--- Begin TASK DATA ---

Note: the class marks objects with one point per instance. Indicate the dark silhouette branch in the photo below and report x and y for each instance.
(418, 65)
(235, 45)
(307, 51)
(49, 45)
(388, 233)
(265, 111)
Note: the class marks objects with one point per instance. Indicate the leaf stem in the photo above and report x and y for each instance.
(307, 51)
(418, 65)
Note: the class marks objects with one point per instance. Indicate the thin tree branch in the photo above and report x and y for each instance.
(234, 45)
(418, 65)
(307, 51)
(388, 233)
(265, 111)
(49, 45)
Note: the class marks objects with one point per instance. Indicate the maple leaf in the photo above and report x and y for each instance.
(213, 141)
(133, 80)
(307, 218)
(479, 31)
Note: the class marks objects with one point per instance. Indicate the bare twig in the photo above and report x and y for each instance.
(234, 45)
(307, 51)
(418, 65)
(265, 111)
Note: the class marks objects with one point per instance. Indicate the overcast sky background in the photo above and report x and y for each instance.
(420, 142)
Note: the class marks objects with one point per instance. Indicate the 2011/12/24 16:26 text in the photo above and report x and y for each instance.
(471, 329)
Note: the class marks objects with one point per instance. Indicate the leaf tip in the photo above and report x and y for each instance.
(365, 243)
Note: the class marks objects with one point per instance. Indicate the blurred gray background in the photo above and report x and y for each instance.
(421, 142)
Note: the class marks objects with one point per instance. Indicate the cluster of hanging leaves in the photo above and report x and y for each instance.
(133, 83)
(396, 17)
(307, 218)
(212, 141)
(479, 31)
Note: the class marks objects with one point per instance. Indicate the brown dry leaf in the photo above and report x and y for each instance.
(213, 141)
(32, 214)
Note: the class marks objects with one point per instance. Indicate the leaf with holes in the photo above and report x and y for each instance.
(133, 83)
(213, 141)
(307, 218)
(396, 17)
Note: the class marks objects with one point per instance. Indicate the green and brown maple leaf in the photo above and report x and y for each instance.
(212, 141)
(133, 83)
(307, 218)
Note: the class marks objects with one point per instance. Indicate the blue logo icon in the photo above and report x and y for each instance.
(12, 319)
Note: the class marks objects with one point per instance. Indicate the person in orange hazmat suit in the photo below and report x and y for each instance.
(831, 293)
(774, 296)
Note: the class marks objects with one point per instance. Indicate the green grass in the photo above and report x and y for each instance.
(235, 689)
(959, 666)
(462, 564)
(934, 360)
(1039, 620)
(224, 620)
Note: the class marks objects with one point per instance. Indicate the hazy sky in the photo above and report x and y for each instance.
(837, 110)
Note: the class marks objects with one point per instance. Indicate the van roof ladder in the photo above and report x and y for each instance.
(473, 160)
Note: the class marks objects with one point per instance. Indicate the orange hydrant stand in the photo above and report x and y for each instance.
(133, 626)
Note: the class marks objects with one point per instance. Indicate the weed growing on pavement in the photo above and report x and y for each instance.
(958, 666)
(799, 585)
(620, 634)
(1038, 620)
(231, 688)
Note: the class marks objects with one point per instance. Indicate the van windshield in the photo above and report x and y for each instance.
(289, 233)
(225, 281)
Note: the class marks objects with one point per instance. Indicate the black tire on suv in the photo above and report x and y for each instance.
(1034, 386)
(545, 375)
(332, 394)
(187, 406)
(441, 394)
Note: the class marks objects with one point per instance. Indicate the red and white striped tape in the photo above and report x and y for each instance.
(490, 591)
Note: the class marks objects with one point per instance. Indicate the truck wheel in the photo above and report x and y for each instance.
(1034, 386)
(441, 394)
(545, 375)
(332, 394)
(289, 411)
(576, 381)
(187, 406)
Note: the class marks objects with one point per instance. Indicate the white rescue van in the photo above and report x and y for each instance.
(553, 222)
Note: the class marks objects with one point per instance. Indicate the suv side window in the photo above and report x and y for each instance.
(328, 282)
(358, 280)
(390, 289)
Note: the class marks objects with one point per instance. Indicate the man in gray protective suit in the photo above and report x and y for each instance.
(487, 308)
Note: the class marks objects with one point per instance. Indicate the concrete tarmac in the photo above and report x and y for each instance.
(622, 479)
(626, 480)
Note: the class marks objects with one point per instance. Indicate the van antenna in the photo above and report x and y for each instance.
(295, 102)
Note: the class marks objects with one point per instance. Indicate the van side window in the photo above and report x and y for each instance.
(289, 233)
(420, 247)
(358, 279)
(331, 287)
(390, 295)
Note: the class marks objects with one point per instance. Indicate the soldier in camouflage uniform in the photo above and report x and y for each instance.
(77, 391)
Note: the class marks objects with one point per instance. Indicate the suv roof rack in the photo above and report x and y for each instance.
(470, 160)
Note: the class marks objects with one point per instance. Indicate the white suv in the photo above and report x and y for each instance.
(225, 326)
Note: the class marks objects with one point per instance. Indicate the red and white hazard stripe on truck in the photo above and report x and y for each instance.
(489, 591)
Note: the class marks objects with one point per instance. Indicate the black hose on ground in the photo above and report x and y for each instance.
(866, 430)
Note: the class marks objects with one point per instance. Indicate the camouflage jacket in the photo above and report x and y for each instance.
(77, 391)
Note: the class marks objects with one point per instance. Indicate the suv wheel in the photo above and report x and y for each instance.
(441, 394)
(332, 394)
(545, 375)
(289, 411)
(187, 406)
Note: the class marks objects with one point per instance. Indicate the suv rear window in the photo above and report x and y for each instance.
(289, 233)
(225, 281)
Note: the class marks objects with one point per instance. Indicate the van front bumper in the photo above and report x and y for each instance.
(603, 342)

--- End TASK DATA ---

- [EXERCISE DIRECTIONS]
Please extract exactly, and only, the lines from the line containing "Indicate the camouflage" through the last line of the records.

- [SOLVED PROBLEM]
Note: the class marks objects with one point per instance. Indicate the camouflage jacket in the photo above and report x and y for each instance.
(77, 391)
Note: the class marks objects with one point per instance. Indicate the suv wheel in the photo above and report x and y for each instance.
(441, 394)
(332, 394)
(545, 375)
(289, 411)
(187, 406)
Note: the class marks objects with one point per instance. Indicate the suv rear window in the photo above and report x and y for each instance.
(289, 233)
(225, 281)
Note: the class marks objects with one point per instance. Indicate the van front bumper in the photo above and report x and y for each instance.
(603, 342)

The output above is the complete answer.